> [Texto selecionado]:
#####

JURISPRUDÊNCIA CÍVEL
Ementa: Apelação. Doação. Cláusulas de inalienabilidade,
incomunicabilidade e impenhorabilidade. Cancelamento. Possibilidade.
Preceitos constitucionais.
- No direito contemporâneo, a vitaliciedade das cláusulas de
inalienabilidade, incomunicabilidade e impenhorabilidade, conforme regra
insculpida no art. 1.676 do CC/1916, não deve ser objeto de uma
interpretação a ensejar o absolutismo proibitório, em face dos preceitos
constitucionais que asseguram o direito de propriedade e impõe a sua
finalidade social.
Apelação Cível n 2.0000.00.499522-2/000 - Comarca de Juiz de Fora -
Apelante: Ministério Público do Estado de Minas Gerais - Apeladas: Yvonnette
Alves e Samyra Ribeiro Namen - Relator: Des. Fábio Maia Viani
A C Ó R D Ã O
Vistos etc., acorda, em Turma, a 13ª Câmara Cível do Tribunal de Justiça do
Estado de Minas Gerais, incorporando neste o relatório de fls., na
conformidade da ata dos julgamentos e das notas taquigráficas, à unanimidade
de votos, em negar provimento.
Belo Horizonte, 21 de setembro de 2006. - Fábio Maia Viani - Relator.
N O T A S T A Q U I G R Á F I C A S
DES. FÁBIO MAIA VIANI - Cuida-se de apelação interposta pelo Ministério
Público do Estado de Minas Gerais da sentença que, nos autos da ação de
jurisdição voluntária promovida por Yvonnette Alves, julgou procedente o
pedido, para determinar o cancelamento das cláusulas de inalienabilidade,
incomunicabilidade e impenhorabilidade que incidem sobre o imóvel descrito
na exordial.
O apelante, nas razões de recurso (f. 70/75), argúi impossibilidade de
cancelamento das cláusulas de inalienabilidade, incomunicabilidade e
impenhorabilidade, em razão da morte dos doadores, já que a vontade destes
se prorroga no tempo.
Prossegue alegando que, se os doadores instituíram tais cláusulas para
durarem toda a vida da apelada, é porque tinham uma razão, não sendo
permitido ao Poder Judiciário adentrar no mérito da vontade deles.
Obtempera, ainda, que nem sequer restou comprovada uma forte razão para a
desconstituição das referidas cláusulas, mormente porque a circulação
econômica da propriedade se faz presente com a possibilidade de percepção
dos frutos que o imóvel pode gerar, citando, como exemplo, a renda
proveniente do aluguel.
Por derradeiro, em razão de todo o contexto que envolve a atual vida da
apelada, diz concordar com a alienação do imóvel situado em São Paulo, desde
que o valor auferido na transação seja destinado à compra de outro imóvel,
que também deverá receber os mesmos gravames.
A apelada, nas contra-razões (f. 77/104), refuta as alegações do apelante e
pugna pela manutenção da sentença.
Neste grau de jurisdição, o il. representante do Parquet manifestou-se pelo
conhecimento e provimento do apelo (f. 117/121).

#####

[Entradas armazenadas]

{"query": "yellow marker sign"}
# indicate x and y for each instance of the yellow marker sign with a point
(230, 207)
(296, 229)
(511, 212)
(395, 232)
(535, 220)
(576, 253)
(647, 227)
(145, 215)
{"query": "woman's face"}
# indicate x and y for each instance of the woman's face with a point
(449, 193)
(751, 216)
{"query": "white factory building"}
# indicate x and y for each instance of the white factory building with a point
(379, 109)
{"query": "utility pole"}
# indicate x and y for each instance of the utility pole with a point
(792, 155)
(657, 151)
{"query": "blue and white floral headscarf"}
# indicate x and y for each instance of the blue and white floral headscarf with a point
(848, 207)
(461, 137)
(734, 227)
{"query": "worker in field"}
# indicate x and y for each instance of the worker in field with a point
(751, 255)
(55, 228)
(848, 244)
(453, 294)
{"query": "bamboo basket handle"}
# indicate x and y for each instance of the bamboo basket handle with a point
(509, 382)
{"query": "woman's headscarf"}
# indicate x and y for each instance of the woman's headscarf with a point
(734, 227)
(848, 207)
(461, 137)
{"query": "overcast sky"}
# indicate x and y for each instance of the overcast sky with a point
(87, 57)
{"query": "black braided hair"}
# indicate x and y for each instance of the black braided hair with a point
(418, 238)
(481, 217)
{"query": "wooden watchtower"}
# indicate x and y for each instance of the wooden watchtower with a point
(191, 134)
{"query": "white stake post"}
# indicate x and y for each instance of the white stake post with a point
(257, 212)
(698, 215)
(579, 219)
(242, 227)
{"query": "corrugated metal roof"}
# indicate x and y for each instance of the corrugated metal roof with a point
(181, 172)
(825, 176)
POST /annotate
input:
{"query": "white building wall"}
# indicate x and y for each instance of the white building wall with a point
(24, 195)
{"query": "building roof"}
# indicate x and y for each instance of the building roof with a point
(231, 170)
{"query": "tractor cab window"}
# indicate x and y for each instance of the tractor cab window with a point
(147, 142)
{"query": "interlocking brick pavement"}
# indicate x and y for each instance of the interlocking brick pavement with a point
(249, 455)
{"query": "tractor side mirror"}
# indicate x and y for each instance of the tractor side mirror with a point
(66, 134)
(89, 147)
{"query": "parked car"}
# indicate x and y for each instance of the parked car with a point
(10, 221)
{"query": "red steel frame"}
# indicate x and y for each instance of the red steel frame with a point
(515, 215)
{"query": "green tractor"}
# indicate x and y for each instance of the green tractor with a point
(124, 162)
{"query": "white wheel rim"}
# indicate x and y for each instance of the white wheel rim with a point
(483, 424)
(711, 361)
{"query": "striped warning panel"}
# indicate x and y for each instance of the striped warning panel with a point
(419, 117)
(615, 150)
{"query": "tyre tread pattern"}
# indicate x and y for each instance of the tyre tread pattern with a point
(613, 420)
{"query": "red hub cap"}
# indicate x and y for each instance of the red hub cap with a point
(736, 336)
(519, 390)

#####

> [Tarefas solicitadas]:
• 1. Responda às perguntas abaixo com base no acórdão:
(a) Qual órgão do tribunal proferiu o julgamento?
(b) Em quais folhas constam as razões de recurso do apelante?
(c) Que exemplo de fruto do imóvel o apelante menciona?
• 2. Redigite o trecho do acórdão que começa nas palavras "O apelante, nas" e termina depois de "da vontade deles.".
• 3. Continue o acórdão a partir do ponto em que o texto termina.

> [Respostas por tarefa]:
• 1.
(a) A 13ª Câmara Cível do Tribunal de Justiça do Estado de Minas Gerais.
(b) Nas folhas 70 a 75 (f. 70/75).
(c) A renda proveniente do aluguel.

• 2.
O apelante, nas razões de recurso (f. 70/75), argúi impossibilidade de
cancelamento das cláusulas de inalienabilidade, incomunicabilidade e
impenhorabilidade, em razão da morte dos doadores, já que a vontade destes
se prorroga no tempo.
Prossegue alegando que, se os doadores instituíram tais cláusulas para
durarem toda a vida da apelada, é porque tinham uma razão, não sendo
permitido ao Poder Judiciário adentrar no mérito da vontade deles.

• 3.
Verificando a presença dos pressupostos de admissibilidade, conheço do
recurso.
À míngua de preliminares, adentro-me no mérito, em que, a meu aviso, a
decisão monocrática deve ser mantida.
Busca a apelada o cancelamento das cláusulas de inalienabilidade,
incomunicabilidade e impenhorabilidade incidentes sobre o imóvel descrito na
peça de ingresso.
O art. 1.676 do Código Civil de 1916, diploma legal que se encontrava em
vigor à época do ato que gerou as cláusulas em comento (f. 47), dispõe que:
"A cláusula de inalienabilidade temporária, ou vitalícia, imposta aos bens
pelos testadores ou doadores, não poderá, em caso algum, salvo os de
expropriação por necessidade ou utilidade pública, e de execução por dívidas
provenientes de impostos relativos aos respectivos imóveis, ser invalidada
ou dispensada por atos judiciais de qualquer espécie, sob pena de
nulidade''.
As regras proibitivas encartadas pelo Código Civil de 1916, parametrizadas
com a nova ordem constitucional vigente, merecem devido temperamento.
O principal objetivo das cláusulas restritivas da propriedade, segundo o
escólio de Sílvio Rodrigues, é garantir a proteção do "beneficiado, o qual,
sendo impedido de dispor e alienar o bem ou os bens recebidos em liberdade,
por sua presumível imprevidência, inexperiência, prodigalidade ou
incapacidade de administrar, fica impedido, assim, de vir a ser despojado do
patrimônio que tiver recebido e de se ver reduzido a uma condição de
miséria" (RODRIGUES, Sílvio. Direito civil. São Paulo: Saraiva, v. 7, p.
141-142).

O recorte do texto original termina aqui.